# Text excerpt
--------------------
All life passes through the waiting room of a station; it is always the same life.

Monday, 14 October 2013

Review of 'The Impressionist' by Hari Kunzru

The ImpressionistThe Impressionist by Hari Kunzru
My rating: 5 of 5 stars

This is a fabulous work - a response to/reverse take on Kipling's 'Kim', this novel follows one young man's attempt to discover, or create, his own identity. From a high caste Indian home in Agra, via prostitution, public school and the hallowed grounds of Oxford University, to the unmapped lands of Africa, we follow Pran Nath's journey to find self. At times Kunzru is laugh out loud funny, reminiscent of Tom Sharpe at his best, but the humour is balanced with sober moments as the impact of British Imperialism is felt on all - black, white and all the shades in-between.
--------------------
# Records supplied
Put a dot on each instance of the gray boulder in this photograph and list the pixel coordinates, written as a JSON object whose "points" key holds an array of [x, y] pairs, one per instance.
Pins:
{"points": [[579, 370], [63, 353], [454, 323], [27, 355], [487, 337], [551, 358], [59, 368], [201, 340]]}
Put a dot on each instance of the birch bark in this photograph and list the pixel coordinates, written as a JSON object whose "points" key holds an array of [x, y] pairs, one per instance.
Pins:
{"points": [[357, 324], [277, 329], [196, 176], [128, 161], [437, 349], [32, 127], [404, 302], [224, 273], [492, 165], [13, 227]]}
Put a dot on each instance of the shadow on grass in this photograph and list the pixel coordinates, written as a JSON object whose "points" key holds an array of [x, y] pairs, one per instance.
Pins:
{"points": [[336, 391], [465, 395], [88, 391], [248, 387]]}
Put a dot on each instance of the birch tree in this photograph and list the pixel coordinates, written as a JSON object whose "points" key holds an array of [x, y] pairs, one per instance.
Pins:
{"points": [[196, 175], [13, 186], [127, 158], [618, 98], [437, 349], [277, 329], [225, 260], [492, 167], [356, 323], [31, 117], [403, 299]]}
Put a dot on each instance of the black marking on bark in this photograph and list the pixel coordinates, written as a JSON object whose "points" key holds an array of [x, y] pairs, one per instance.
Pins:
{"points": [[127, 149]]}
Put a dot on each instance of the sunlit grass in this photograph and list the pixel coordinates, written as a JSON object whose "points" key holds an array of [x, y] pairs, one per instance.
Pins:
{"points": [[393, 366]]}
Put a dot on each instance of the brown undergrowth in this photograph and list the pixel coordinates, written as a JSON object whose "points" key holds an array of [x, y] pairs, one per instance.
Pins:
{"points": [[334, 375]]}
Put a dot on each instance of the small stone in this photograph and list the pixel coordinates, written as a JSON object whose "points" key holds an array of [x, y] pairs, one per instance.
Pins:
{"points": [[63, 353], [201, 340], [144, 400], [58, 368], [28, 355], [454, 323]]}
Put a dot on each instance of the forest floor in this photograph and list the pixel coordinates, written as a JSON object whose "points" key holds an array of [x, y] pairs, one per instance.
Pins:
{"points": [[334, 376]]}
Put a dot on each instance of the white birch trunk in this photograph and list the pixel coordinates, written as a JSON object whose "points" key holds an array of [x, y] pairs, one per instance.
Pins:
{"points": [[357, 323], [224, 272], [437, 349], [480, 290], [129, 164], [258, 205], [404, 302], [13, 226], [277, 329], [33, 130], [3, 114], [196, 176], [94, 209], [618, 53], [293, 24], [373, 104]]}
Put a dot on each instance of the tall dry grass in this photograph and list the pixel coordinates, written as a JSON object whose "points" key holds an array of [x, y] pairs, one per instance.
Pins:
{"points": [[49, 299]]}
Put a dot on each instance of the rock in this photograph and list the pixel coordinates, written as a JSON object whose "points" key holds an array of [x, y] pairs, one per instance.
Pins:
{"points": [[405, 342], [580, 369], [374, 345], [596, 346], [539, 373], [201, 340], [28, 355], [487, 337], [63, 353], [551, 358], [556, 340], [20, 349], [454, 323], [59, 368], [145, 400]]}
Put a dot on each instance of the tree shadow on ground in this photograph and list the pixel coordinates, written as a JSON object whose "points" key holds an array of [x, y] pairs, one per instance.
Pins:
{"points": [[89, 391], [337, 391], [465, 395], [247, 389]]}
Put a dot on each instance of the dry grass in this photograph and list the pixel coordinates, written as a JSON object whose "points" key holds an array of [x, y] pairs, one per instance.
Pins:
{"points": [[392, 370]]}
--------------------
# Stated task 1
In the book review, why are the funny parts of the novel balanced by sober moments?
# Stated task 2
Reproduce part of the book review, beginning at the words "All life passes" and stopping after "the shades in-between.".
# Stated task 3
Resume the book review of The Impressionist, starting after its last sentence.
The material comes from a separate source.

# Expected output 1
The humor is balanced with sober moments because the impact of British Imperialism is felt on all: black, white, and all the shades in between.

# Expected output 2
All life passes through the waiting room of a station; it is always the same life.

Monday, 14 October 2013

Review of 'The Impressionist' by Hari Kunzru

The ImpressionistThe Impressionist by Hari Kunzru
My rating: 5 of 5 stars

This is a fabulous work - a response to/reverse take on Kipling's 'Kim', this novel follows one young man's attempt to discover, or create, his own identity. From a high caste Indian home in Agra, via prostitution, public school and the hallowed grounds of Oxford University, to the unmapped lands of Africa, we follow Pran Nath's journey to find self. At times Kunzru is laugh out loud funny, reminiscent of Tom Sharpe at his best, but the humour is balanced with sober moments as the impact of British Imperialism is felt on all - black, white and all the shades in-between.

# Expected output 3
Like 'Kim' this novel highlights how racism exists not only within the imperialist mindset but also within the 'native' one. Neither wholly English or Indian, Pran falls into the gulf that lies between and struggles to find the identity that best suits him. But without doubt, it is the imperialist machine (and reactions both negative and positive that arise from it)that causes Pran to suffer.

This is a well-written novel, with pace changes that make one pause and think but, that all the time keeps you flowing nicely to the end. Pran sheds his skins so effectively that it is difficult to build an affinity to him, but throughout I felt sorry for the boy within, and could empathise with the decisions he made - even the most unsavoury.